The exercise
Rewrite the lines below as a numbered list, leaving out any blank lines.

Dataset
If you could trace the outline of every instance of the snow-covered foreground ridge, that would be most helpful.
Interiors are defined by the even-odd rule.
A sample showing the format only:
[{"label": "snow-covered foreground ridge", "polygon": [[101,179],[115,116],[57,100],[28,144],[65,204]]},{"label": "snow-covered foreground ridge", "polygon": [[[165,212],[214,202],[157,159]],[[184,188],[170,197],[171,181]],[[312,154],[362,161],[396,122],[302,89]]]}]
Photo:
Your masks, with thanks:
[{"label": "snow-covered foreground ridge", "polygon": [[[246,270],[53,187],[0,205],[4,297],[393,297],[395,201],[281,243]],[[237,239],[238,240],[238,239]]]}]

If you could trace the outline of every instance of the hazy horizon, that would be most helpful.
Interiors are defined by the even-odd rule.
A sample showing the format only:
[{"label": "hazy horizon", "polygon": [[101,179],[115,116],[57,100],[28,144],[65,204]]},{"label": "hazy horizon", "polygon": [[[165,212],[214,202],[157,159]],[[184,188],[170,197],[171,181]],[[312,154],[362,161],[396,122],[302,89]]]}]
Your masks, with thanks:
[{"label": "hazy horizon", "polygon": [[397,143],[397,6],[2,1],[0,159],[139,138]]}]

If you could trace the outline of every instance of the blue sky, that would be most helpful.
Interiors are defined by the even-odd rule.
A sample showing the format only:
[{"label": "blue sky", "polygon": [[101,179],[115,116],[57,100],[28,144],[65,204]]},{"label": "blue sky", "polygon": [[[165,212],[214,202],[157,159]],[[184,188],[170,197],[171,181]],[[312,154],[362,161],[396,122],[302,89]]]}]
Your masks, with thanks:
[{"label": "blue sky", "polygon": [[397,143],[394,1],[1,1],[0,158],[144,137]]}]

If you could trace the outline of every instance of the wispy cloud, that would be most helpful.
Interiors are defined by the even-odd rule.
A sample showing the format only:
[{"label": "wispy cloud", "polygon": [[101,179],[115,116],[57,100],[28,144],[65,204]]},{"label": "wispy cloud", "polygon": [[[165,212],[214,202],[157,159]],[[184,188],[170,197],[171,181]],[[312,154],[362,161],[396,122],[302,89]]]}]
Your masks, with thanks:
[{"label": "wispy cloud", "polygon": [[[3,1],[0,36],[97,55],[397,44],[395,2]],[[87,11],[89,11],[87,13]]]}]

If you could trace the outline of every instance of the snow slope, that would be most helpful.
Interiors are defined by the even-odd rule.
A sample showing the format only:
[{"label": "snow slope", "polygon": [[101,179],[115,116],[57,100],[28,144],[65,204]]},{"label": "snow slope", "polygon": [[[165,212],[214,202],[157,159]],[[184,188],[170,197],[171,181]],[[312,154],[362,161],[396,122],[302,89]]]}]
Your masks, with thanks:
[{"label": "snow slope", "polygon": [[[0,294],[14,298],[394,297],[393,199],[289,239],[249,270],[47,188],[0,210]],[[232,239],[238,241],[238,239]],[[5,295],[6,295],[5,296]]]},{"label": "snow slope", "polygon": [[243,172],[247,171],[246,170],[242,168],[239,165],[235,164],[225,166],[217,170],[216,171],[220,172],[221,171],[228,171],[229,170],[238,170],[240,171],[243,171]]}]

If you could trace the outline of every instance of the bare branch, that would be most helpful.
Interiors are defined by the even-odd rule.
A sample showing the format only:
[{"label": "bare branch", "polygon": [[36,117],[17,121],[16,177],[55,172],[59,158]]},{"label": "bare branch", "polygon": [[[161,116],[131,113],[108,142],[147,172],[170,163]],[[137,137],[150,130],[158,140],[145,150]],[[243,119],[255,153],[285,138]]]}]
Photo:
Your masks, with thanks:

Exercise answer
1. If you could trace the outline of every instance of the snow-covered foreground ridge, that would be most helpful.
2. Interiors are defined by the even-odd rule.
3. A sample showing the format only:
4. [{"label": "snow-covered foreground ridge", "polygon": [[101,179],[115,116],[57,100],[28,144],[65,204]]},{"label": "snow-covered foreground ridge", "polygon": [[[165,212],[214,202],[157,159]],[[184,188],[170,197],[171,181]],[[312,154],[362,161],[396,122],[302,89]]]}]
5. Photo:
6. Your masks, with thanks:
7. [{"label": "snow-covered foreground ridge", "polygon": [[[246,270],[53,187],[0,205],[4,297],[393,297],[395,201],[281,243]],[[237,239],[238,240],[238,239]]]}]
8. If you could trace the outline of every instance of the hazy horizon, that would be most helpful.
9. Interiors are defined by the even-odd rule.
10. A sample showing the format only:
11. [{"label": "hazy horizon", "polygon": [[101,179],[115,116],[57,100],[28,144],[65,204]]},{"label": "hazy horizon", "polygon": [[[165,212],[214,202],[157,159]],[[184,188],[170,197],[171,181]],[[312,154],[362,161],[396,122],[302,89]]]}]
12. Your masks, with thanks:
13. [{"label": "hazy horizon", "polygon": [[397,143],[397,6],[2,1],[0,159],[139,138]]}]
14. If you could trace the outline of every instance of the blue sky, that would be most helpful.
15. Interiors are defined by the even-odd rule.
16. A sample showing the format only:
17. [{"label": "blue sky", "polygon": [[101,179],[115,116],[57,100],[28,144],[65,204]]},{"label": "blue sky", "polygon": [[[165,212],[214,202],[157,159]],[[184,188],[170,197],[171,181]],[[312,154],[362,161],[396,122],[302,89]]]}]
18. Your masks, with thanks:
19. [{"label": "blue sky", "polygon": [[397,143],[394,1],[1,1],[0,158],[144,137]]}]
20. If you could trace the outline of every instance of the wispy cloud, that would be most helpful.
21. Interiors are defined by the even-odd rule.
22. A sample showing the format only:
23. [{"label": "wispy cloud", "polygon": [[101,179],[115,116],[57,100],[28,144],[65,204]]},{"label": "wispy cloud", "polygon": [[[165,212],[214,202],[157,159]],[[184,188],[170,197],[171,181]],[[312,154],[362,161],[396,122],[302,89]]]}]
24. Your masks, with thanks:
25. [{"label": "wispy cloud", "polygon": [[[3,1],[0,36],[97,55],[397,44],[395,2]],[[87,11],[89,11],[87,13]]]}]
26. If you could trace the outline of every instance of the snow slope, that would be most helpful.
27. Interiors are defined by the even-odd rule.
28. A sample showing the format only:
29. [{"label": "snow slope", "polygon": [[101,179],[115,116],[57,100],[28,144],[65,204]]},{"label": "snow slope", "polygon": [[[165,212],[214,202],[157,159]],[[184,188],[170,197],[171,181]],[[312,154],[362,161],[396,122],[302,89]]]}]
30. Your masks, with thanks:
31. [{"label": "snow slope", "polygon": [[[0,294],[14,298],[394,297],[393,199],[289,239],[249,270],[47,188],[0,210]],[[232,239],[238,241],[238,239]],[[5,295],[6,295],[5,296]]]},{"label": "snow slope", "polygon": [[243,172],[247,171],[246,170],[242,168],[239,165],[235,164],[225,166],[217,170],[216,171],[220,172],[221,171],[228,171],[229,170],[238,170],[240,171],[243,171]]}]
32. If you could trace the outline of every instance of the bare branch, that would be most helpful.
33. Interiors are defined by the even-odd rule.
34. A sample showing the format only:
35. [{"label": "bare branch", "polygon": [[36,117],[17,121],[16,177],[55,172],[59,158]]},{"label": "bare branch", "polygon": [[[161,116],[131,113],[108,142],[147,172],[170,163]],[[137,137],[150,130],[158,140],[145,150]],[[243,119],[255,153],[285,138]]]}]
36. Photo:
37. Your masks, with thanks:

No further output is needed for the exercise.